[Start of section]

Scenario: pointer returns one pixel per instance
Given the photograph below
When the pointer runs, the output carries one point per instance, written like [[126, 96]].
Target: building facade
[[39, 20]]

[End of section]

TASK DESCRIPTION -
Each entry is to be output exactly as it was written.

EXERCISE RESPONSE -
Scenario: pointer returns one pixel per instance
Given the photograph below
When the pointer runs, the output carries one point per instance, written like [[126, 96]].
Target: building facade
[[39, 20]]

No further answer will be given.